### DATA LISTING

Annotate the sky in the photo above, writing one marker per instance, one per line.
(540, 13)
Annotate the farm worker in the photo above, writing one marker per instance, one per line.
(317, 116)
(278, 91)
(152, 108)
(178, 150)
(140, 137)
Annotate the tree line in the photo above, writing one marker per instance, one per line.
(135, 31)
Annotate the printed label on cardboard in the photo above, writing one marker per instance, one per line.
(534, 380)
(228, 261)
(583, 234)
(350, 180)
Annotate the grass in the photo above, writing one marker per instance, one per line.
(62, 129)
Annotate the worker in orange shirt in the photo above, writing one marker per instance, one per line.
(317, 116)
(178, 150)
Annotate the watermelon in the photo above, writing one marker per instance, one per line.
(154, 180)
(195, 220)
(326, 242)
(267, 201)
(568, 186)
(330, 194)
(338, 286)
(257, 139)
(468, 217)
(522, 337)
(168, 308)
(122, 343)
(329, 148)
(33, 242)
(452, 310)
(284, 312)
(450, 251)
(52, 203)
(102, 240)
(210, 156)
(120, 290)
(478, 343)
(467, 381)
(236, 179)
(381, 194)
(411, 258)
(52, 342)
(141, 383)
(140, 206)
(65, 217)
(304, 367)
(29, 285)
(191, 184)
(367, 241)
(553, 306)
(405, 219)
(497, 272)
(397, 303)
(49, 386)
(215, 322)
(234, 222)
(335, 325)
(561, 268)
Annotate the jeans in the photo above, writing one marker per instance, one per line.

######
### DATA LISTING

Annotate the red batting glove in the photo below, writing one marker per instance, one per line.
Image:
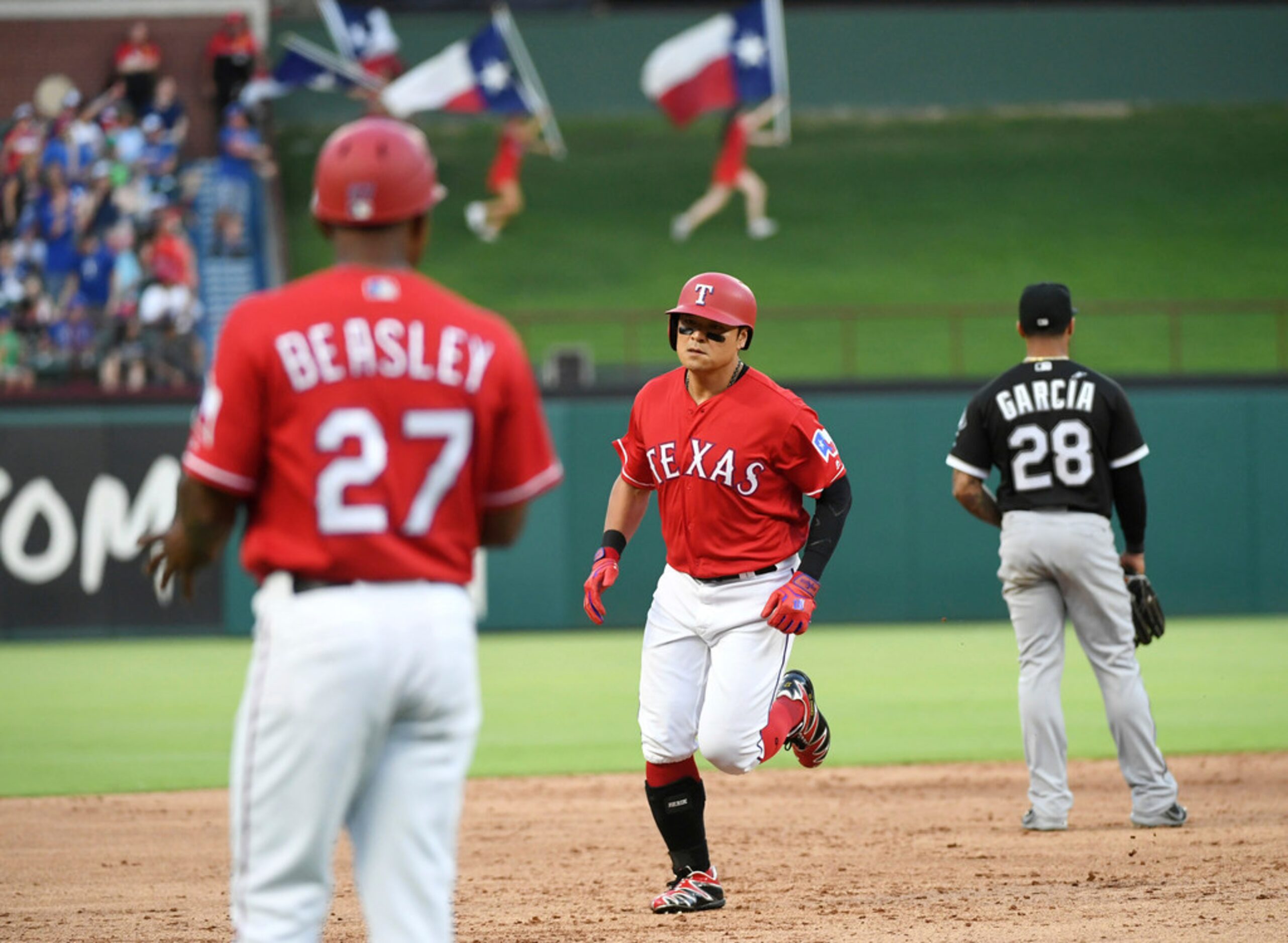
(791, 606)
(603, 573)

######

* **REQUIRED WORK**
Put the lines of the entries above into a numbered list, starting with the line containing "Annotate the farm" and ending with the line containing "Annotate the jeans", with both of those lines included. Leave out any blank lines.

* **CORRECT OUTPUT**
1. Annotate the farm worker in the photo above, writing one marker per instance, one per line.
2. (317, 116)
3. (278, 91)
4. (152, 108)
5. (178, 150)
6. (140, 137)
7. Annotate the tree line in the photo above, writing one marker per instance, one per line.
8. (135, 31)
9. Annotate the printed label on cardboard in the photo above, writing one marker per instance, one per line.
10. (534, 380)
11. (228, 261)
12. (583, 234)
13. (350, 180)
14. Annotate the grass in the photo above, writing one marker per instance, one per line.
15. (62, 129)
16. Annotate the worker in orange shirt in the photo above, writing one marker per instance, one per line.
17. (317, 116)
18. (178, 150)
19. Annotate the watermelon in the photo above, writing one marker per instance, one per line.
20. (154, 180)
21. (195, 220)
22. (326, 242)
23. (267, 201)
24. (568, 186)
25. (330, 194)
26. (338, 286)
27. (257, 139)
28. (468, 217)
29. (522, 337)
30. (168, 308)
31. (122, 343)
32. (329, 148)
33. (33, 242)
34. (452, 310)
35. (284, 312)
36. (450, 251)
37. (52, 203)
38. (102, 240)
39. (210, 156)
40. (120, 290)
41. (478, 343)
42. (467, 381)
43. (236, 179)
44. (381, 194)
45. (411, 258)
46. (52, 342)
47. (141, 383)
48. (140, 206)
49. (65, 217)
50. (304, 367)
51. (29, 285)
52. (191, 184)
53. (367, 241)
54. (553, 306)
55. (405, 219)
56. (497, 272)
57. (397, 303)
58. (49, 386)
59. (215, 322)
60. (234, 222)
61. (335, 325)
62. (561, 268)
63. Annotate the jeans in the photo above, writing one marker per instance, one per line.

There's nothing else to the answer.